In onze Newsflash van 30 oktober jl. hebben wij u bericht over twee standpunten van de Kennisgroep van de Belastingdienst. Nu berichten wij u over enkele recente ontwikkelingen omtrent beide standpunten.

Partieel buitenlandse belastingplicht en toerekening

Zoals wij reeds hebben vermeld in de vorige Newsflash was sprake van een gewijzigd beleid met betrekking tot de vrije toewijzing van gemeenschappelijk inkomen en vermogen tussen fiscale partners in situaties waarin slechts één van de partners profiteert van de 30%-regeling. Als gevolg van deze beleidswijziging zou de partner die zelf geen 30%-regeling heeft niet meer indirect kunnen meeprofiteren van de keuze voor partieel buitenlandse belastingplicht van de partner met de 30%-regeling. In voorkomende gevallen, kan dat een flinke impact hebben.

** Opdrachten **
[1] Op welke datum verscheen volgens het tekstfragment de Newsflash die al eerder over twee standpunten van de Kennisgroep van de Belastingdienst berichtte?
[2] Breid het tekstfragment over de 30%-regeling uit door verder te schrijven na de laatste zin.
De gegevens staan helemaal los van het tekstfragment.

** Gegevensrijen **
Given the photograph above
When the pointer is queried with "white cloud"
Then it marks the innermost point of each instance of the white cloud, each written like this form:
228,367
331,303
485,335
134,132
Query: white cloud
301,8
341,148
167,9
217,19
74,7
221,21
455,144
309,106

** Antwoorden per opdracht **
[1] Op 30 oktober.

[2]
Omdat dit standpunt afwijkt van het eerder uitgedragen beleid en dit breed is toegepast in de uitvoeringspraktijk, heeft de Belastindienst geheel onverwachts besloten om hun (gewijzigde) standpunt tot en met eind 2026 nog niet toe te passen. Omdat het overgangsrecht voor partieel buitenlands belastingplichtigen eindigt per 1 januari 2027, verandert er dus uiteindelijk niets voor belastingplichtigen waarbij slechts één van de partners de 30%-regeling heeft.

Voor andere belastingplichtigen waarbij dit vraagstuk speelt, zoals sommige geprivilegieerden (e.g. personeel van internationale organisaties), kwalificerende buitenlandse belastingplichtigen en zogenaamde non-discriminanten, wordt het standpunt met ingang van 1 januari 2027 toegepast. Hiertoe zal het standpunt nog worden geherformuleerd naar deze groepen belastingplichtigen.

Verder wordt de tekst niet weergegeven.